Task prompt: Would you please return the lines of the entries below starting at the line that has "Locate the red sneaker sole" and ending at the line that has "Target: white cloud", both included, exactly as they are?

[Region pointing data]
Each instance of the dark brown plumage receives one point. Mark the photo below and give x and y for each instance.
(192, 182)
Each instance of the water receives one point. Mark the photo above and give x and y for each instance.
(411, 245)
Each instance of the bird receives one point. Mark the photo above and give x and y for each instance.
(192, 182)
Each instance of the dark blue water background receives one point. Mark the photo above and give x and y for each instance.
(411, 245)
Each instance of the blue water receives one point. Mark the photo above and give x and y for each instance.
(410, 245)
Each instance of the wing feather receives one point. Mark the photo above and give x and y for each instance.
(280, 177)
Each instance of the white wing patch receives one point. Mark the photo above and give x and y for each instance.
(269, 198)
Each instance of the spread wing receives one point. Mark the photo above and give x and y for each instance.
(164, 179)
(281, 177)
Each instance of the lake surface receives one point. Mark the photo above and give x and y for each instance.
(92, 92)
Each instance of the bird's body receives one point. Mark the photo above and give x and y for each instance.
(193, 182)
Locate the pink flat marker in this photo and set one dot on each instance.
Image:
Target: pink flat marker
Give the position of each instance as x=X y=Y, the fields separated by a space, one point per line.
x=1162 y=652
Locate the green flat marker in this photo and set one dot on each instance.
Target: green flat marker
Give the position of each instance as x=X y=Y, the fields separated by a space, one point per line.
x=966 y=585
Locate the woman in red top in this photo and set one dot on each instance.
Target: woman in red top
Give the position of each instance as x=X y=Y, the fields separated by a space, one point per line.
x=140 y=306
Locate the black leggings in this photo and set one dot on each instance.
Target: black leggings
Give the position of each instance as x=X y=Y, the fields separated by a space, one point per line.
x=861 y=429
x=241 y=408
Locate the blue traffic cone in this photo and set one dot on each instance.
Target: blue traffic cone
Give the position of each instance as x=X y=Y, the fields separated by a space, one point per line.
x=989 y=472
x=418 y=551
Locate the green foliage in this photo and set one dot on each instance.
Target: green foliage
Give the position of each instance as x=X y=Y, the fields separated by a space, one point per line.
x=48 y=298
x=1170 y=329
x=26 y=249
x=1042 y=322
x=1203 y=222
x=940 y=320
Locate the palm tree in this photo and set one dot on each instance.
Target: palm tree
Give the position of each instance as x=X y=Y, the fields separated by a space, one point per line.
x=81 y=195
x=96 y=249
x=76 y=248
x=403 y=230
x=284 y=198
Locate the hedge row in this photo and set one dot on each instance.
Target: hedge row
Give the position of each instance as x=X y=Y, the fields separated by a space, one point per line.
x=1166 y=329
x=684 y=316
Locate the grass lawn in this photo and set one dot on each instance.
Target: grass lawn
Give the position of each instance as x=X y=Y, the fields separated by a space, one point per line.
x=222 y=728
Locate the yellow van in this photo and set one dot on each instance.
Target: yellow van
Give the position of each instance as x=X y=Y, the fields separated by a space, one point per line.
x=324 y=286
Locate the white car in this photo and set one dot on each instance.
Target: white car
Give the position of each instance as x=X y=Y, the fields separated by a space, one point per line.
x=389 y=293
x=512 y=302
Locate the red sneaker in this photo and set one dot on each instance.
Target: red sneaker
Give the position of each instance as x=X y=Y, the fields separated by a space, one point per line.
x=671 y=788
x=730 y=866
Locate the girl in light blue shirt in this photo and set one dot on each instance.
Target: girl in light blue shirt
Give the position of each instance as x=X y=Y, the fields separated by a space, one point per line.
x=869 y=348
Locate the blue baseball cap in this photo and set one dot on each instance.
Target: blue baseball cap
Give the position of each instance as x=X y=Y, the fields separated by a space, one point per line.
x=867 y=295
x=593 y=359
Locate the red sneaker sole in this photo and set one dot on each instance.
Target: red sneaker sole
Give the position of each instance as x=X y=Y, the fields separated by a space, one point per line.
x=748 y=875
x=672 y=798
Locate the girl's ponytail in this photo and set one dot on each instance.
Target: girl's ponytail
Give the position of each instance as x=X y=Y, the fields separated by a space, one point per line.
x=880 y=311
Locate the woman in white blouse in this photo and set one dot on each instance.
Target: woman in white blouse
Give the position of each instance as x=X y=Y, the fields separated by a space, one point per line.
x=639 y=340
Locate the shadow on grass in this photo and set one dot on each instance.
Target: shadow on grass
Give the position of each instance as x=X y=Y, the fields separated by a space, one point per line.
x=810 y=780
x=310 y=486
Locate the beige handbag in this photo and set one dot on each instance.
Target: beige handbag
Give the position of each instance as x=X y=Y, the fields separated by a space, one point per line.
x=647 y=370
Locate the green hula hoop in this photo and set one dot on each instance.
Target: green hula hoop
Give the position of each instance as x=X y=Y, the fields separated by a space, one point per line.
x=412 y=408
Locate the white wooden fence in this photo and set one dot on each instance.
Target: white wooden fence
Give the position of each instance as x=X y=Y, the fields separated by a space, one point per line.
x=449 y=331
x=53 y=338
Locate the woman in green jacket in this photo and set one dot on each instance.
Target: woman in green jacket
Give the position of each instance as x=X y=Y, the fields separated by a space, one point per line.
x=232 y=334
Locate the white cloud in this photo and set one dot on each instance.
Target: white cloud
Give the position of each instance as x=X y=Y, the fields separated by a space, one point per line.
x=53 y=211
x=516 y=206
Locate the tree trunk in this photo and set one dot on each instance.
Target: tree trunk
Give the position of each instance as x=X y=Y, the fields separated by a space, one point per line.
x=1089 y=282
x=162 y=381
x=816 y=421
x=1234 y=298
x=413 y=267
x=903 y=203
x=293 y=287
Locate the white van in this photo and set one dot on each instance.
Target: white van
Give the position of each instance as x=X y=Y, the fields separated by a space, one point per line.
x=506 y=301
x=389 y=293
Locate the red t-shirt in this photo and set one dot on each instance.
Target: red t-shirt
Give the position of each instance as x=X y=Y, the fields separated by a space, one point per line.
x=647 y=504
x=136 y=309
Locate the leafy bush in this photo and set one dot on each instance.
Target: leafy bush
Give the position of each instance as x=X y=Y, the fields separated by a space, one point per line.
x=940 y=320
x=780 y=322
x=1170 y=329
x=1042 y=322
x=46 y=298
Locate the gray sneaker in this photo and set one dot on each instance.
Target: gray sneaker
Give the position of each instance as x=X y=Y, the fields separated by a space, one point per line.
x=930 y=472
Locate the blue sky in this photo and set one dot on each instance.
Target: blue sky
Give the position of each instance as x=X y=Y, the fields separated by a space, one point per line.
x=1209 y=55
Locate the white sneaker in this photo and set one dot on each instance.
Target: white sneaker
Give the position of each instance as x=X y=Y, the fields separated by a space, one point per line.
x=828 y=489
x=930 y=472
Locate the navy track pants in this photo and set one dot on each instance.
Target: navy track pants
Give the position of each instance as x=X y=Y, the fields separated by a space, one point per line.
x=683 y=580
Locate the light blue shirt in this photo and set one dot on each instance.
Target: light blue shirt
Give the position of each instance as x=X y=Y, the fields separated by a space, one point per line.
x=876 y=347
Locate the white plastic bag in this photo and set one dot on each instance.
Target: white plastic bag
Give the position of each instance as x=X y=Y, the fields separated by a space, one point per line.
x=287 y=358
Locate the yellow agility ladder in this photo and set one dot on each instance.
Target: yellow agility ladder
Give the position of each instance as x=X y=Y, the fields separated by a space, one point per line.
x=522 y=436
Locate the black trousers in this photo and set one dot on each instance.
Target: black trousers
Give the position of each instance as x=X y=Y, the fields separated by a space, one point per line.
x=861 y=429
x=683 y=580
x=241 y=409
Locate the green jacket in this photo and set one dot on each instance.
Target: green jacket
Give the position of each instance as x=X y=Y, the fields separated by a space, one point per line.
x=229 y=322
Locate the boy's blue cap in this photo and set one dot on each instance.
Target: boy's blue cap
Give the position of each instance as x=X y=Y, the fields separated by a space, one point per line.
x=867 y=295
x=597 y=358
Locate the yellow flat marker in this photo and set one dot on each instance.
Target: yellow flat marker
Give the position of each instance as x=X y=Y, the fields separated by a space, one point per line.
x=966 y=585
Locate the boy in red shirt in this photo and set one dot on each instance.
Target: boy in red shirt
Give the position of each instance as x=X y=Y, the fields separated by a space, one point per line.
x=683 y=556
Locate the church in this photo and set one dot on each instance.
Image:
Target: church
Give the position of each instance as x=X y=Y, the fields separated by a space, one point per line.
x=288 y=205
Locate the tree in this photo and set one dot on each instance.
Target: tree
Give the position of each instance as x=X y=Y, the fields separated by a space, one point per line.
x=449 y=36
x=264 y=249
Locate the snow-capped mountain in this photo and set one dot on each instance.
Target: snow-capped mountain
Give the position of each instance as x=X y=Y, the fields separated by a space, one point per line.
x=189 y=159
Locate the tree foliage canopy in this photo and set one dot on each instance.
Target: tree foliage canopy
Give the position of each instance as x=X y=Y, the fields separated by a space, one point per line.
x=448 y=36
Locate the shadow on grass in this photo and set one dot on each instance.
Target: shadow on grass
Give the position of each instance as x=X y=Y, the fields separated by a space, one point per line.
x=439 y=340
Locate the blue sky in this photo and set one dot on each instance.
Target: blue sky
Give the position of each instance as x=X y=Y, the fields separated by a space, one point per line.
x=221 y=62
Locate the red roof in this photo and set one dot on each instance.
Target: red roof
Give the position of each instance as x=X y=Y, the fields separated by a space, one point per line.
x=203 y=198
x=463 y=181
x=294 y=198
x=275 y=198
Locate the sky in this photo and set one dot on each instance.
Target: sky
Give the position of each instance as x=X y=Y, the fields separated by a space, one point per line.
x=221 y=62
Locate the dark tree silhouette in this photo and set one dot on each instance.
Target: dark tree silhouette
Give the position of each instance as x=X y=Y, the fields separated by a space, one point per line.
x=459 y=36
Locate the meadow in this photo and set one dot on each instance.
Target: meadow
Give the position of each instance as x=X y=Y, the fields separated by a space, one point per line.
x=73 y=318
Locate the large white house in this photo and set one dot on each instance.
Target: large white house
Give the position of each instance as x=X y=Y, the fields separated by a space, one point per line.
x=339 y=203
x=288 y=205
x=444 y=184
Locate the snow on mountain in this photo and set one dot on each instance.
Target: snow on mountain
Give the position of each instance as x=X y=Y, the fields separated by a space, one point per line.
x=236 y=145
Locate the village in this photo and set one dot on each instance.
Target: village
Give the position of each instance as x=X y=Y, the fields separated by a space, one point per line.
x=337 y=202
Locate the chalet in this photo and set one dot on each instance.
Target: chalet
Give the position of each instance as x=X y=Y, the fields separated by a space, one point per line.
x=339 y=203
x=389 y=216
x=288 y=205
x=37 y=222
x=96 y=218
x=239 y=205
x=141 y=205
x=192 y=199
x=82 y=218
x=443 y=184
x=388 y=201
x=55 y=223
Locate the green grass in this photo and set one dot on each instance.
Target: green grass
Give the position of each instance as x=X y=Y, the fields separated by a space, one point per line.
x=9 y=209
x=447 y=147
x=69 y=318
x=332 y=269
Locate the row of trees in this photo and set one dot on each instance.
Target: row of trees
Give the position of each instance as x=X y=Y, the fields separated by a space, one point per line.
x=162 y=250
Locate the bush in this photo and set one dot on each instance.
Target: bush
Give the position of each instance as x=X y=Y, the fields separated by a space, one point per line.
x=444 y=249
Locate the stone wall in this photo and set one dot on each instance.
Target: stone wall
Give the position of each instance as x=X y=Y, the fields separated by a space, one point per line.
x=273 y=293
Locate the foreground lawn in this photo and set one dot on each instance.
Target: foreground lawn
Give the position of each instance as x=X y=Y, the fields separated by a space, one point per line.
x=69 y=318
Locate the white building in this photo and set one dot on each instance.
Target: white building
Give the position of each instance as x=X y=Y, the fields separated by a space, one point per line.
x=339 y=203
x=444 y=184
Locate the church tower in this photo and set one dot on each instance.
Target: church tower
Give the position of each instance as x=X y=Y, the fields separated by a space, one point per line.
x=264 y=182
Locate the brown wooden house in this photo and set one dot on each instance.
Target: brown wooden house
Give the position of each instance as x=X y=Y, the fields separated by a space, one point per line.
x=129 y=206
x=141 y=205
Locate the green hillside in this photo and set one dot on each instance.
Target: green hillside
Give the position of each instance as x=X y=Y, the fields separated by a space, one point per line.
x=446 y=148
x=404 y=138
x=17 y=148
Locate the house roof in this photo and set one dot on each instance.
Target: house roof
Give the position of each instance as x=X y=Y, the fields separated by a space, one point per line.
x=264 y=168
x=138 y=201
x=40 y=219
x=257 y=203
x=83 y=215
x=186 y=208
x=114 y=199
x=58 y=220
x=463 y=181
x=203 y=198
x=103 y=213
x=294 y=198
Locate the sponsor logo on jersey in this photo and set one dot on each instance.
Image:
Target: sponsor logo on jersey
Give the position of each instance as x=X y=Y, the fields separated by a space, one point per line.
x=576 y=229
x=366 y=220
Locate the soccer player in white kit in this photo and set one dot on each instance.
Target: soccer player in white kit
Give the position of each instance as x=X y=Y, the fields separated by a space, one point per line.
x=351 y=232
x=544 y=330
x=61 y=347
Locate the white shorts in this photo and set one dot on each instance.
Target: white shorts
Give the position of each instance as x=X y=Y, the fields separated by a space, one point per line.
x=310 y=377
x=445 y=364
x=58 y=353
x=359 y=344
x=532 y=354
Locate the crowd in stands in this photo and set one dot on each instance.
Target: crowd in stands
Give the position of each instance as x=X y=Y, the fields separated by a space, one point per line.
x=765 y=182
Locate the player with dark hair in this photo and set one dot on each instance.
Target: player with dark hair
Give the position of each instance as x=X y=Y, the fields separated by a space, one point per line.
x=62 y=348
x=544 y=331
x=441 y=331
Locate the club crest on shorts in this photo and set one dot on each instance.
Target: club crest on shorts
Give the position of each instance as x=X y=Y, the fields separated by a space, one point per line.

Output for this exercise:
Locate the red sneaker sole in this photo and set one dot on each instance.
Target: red sneaker sole
Give the position of each instance as x=X y=Y, the fields separated by a space, one point per line.
x=748 y=875
x=672 y=798
Locate the girl's ponytail in this photo and set one dot on each instance.
Target: girl's ponytail
Give the position of each instance as x=X y=Y, the fields separated by a space, one point per line.
x=880 y=311
Locate the woman in white blouse in this photo and set one dot on each instance.
Target: woman in white blouse
Give the position of each instance as x=X y=Y, the fields separated by a space, one point per line.
x=639 y=340
Locate the shadow on grass in this photo and set one dot on each instance.
Target: shadow on grass
Give the position of each instance as x=X y=Y, the fields separated by a space, one point per line.
x=810 y=780
x=310 y=486
Locate the beige handbag in this photo and set one dot on each instance.
Target: beige handbag
Give the position of each instance as x=X y=Y, the fields separated by a space, one point per line.
x=647 y=370
Locate the green hula hoop in this photo and set one dot on each instance.
Target: green hula hoop
Give the position of each instance as x=X y=Y, the fields separated by a space, one point per line.
x=412 y=408
Locate the white wooden fence in this photo and set one dot on each instance.
Target: white wooden fence
Give the position of each instance as x=X y=Y, the fields separated by a space, one point per line.
x=449 y=331
x=53 y=338
Locate the woman in green jacket in this photo and set one dot on each instance.
Target: woman in green jacket
Give the position of each instance as x=X y=Y, the fields separated by a space, one point per line.
x=232 y=334
Locate the white cloud in this photo and set one dot on each instance.
Target: white cloud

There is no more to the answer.